The woodworking factory in East Boston, Massachusetts, has lots in common with big cabinet and furniture operations. There is a rough mill area dimensioning stock, CNC routers, moulders, and a line of roller conveyors moving product from manufacturing through finishing and shipping. But it’s not furniture or case goods you see rolling by. It’s finely made wooden caskets.
 
This is the New England Casket Co., an award-winning family-owned manufacturer that prides itself on efficiency and quality in an increasingly competitive arena. Through the use of custom machinery and processes designed to reduce production labor without shortchanging product excellence, the company has developed a strong national business over 80 years and three generations. Part of its success is focusing on markets that other casket manufacturers might avoid, such as all-wood, no-metal caskets for Orthodox Jewish funerals and super high-end lacquered wooden caskets for prestige funerals.
 
New England Casket Co. is known for its high-quality wooden caskets. This one, made of mahogany, is finished with high-gloss nitrocellulose lacquer.

Listing
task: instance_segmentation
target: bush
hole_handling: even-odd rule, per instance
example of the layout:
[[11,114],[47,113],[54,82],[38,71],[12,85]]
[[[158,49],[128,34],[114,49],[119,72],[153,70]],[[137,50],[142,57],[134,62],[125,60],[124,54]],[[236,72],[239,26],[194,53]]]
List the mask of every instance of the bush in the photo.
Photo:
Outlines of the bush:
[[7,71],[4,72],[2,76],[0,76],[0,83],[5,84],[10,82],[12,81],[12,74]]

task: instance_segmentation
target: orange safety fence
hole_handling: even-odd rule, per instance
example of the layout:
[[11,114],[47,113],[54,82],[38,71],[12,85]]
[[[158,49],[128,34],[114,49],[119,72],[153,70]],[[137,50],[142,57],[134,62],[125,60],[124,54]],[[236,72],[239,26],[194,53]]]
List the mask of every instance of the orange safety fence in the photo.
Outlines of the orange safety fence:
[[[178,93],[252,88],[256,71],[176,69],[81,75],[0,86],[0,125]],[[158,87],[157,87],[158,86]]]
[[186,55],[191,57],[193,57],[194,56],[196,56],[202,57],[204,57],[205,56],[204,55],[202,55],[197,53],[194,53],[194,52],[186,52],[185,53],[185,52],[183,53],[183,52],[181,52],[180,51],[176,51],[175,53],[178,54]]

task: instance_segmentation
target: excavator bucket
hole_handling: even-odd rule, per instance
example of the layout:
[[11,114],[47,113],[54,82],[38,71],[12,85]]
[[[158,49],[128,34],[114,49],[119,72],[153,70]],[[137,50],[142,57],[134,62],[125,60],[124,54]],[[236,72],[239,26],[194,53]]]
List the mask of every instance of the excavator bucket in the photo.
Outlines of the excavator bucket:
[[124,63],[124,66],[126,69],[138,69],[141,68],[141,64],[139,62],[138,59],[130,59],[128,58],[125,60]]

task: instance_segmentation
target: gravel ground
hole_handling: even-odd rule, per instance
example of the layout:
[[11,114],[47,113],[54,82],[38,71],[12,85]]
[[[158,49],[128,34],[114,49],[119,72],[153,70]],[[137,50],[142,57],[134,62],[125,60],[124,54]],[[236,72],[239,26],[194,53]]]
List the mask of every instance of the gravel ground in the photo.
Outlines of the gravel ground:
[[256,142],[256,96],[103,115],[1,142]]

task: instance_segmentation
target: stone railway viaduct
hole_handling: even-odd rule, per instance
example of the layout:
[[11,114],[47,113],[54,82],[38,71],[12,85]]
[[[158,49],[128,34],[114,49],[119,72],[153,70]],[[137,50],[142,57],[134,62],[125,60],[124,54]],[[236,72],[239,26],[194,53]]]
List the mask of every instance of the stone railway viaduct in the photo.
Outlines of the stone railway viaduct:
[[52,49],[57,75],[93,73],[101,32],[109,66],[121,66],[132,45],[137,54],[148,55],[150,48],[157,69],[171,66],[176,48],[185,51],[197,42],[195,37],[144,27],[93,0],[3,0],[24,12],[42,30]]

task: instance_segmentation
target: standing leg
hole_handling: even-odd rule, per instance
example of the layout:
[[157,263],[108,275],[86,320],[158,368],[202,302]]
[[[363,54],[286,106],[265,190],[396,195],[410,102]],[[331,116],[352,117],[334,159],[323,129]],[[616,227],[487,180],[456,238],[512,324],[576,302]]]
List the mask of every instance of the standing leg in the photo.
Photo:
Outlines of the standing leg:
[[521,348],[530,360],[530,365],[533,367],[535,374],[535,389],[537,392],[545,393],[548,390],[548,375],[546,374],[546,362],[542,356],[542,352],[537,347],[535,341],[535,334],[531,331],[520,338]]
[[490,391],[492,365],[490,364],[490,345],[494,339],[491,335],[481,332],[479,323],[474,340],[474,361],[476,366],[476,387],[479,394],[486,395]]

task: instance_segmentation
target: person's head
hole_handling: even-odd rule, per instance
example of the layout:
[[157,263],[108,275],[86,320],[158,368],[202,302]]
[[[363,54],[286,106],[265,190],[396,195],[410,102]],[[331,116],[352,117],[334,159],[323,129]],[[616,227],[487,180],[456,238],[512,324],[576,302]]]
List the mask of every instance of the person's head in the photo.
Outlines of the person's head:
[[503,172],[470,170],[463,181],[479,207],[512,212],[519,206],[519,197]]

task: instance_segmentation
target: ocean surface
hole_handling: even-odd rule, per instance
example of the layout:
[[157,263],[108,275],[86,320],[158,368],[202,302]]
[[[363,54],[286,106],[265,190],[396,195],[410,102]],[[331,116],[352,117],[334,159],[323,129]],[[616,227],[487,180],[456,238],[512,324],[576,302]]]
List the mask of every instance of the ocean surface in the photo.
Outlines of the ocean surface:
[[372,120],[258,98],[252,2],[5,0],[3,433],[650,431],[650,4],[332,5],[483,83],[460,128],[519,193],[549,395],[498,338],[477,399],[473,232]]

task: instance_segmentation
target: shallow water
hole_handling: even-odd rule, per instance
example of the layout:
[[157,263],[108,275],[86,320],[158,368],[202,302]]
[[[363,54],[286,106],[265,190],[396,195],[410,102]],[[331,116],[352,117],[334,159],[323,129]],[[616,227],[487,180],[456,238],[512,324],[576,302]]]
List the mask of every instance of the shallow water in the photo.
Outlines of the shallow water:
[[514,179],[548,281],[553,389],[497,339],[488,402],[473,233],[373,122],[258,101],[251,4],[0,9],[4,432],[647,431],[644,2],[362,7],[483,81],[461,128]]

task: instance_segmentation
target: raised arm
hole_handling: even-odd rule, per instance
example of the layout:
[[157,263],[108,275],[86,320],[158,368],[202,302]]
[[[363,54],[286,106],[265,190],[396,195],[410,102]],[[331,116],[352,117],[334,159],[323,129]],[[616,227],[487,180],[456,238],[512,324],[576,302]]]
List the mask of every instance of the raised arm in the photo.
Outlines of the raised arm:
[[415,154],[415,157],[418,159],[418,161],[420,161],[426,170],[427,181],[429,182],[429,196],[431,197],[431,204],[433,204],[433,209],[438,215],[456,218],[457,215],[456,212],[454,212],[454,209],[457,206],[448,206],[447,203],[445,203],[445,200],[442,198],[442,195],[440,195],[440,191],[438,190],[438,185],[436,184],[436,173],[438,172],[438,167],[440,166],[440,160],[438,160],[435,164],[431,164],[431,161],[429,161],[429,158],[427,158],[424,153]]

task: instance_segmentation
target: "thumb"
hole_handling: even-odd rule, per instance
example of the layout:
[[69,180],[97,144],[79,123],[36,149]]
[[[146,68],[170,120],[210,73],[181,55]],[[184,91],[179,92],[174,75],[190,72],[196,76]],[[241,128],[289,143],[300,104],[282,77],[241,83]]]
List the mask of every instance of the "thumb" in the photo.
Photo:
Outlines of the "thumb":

What you need to do
(a) In the casket factory text, how many generations has the company's national business developed over?
(b) Rewrite everything in the casket factory text from "This is the" down to "high-gloss nitrocellulose lacquer.", substituting "walnut" for "mahogany".
Rely only on the casket factory text, not on the records.

Results of the tasks
(a) Three generations.

(b)
This is the New England Casket Co., an award-winning family-owned manufacturer that prides itself on efficiency and quality in an increasingly competitive arena. Through the use of custom machinery and processes designed to reduce production labor without shortchanging product excellence, the company has developed a strong national business over 80 years and three generations. Part of its success is focusing on markets that other casket manufacturers might avoid, such as all-wood, no-metal caskets for Orthodox Jewish funerals and super high-end lacquered wooden caskets for prestige funerals.
 
New England Casket Co. is known for its high-quality wooden caskets. This one, made of walnut, is finished with high-gloss nitrocellulose lacquer.